TEXTAUSSCHNITT.
◇ ◇ ◇ ◇ ◇ ◇ ◇

Freiheitsentzug ist eine bewusste, gesellschaftlich mehrheitlich akzeptierte Strafe – die gesundheitliche Beeinträchtigung der Einsitzenden somit ein gewollter Effekt.
Sie ignorieren geflissentlich die Links zu alternativen „Haltungsformen“ von Gefangenen die ich befürworte, die im Beispiel sogar Schwerverbrechern zugänglich gemacht werden. Also faktisch eine Verbesserung hoffentlich in Herr Riehles Sinne. Nur würde ich diesen Zugang eben keinem geben der sich Gewaltverbrechen oder schwerer Kapitalverbrechen schuldig gemacht hat.
Ich sehe absolut nicht ein warum ein Individuum volle Rechte wie Unversehrtheit von Leib und Seele und Würde garantiert werden sollen wenn er diese anderen nicht gewährt hat?
Unversehrtheit von Leib stelle ich außer Frage, wenn allerdings durch Haft die Würde und Seele (und später auch der Körper) beeinträchtigt sind, dann ist dies ok.

◇ ◇ ◇ ◇ ◇ ◇ ◇

ZU ERLEDIGENDE AUFGABEN.
• 1. Wiederholen Sie aus dem Textausschnitt wortgetreu alles von „Ich sehe absolut“ bis hinunter zu „ist dies ok.“.
• 2. Beantworten Sie anhand des Textausschnitts:
(a) Als welche Art von Strafe wird Freiheitsentzug bezeichnet?
(b) Wem soll der Zugang zu alternativen „Haltungsformen“ nicht gegeben werden?
(c) Was wird ausdrücklich außer Frage gestellt?
Die Auflistung ist vom Textausschnitt unabhängiges Material.

DATENTEIL.
◇ ◇ ◇ ◇ ◇ ◇ ◇

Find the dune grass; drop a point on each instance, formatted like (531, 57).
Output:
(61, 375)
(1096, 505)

◇ ◇ ◇ ◇ ◇ ◇ ◇

ERWARTETE ERGEBNISSE.
• 1.
Ich sehe absolut nicht ein warum ein Individuum volle Rechte wie Unversehrtheit von Leib und Seele und Würde garantiert werden sollen wenn er diese anderen nicht gewährt hat?
Unversehrtheit von Leib stelle ich außer Frage, wenn allerdings durch Haft die Würde und Seele (und später auch der Körper) beeinträchtigt sind, dann ist dies ok.

• 2.
(a) Als bewusste, gesellschaftlich mehrheitlich akzeptierte Strafe.
(b) Keinem, der sich Gewaltverbrechen oder schwerer Kapitalverbrechen schuldig gemacht hat.
(c) Die Unversehrtheit von Leib.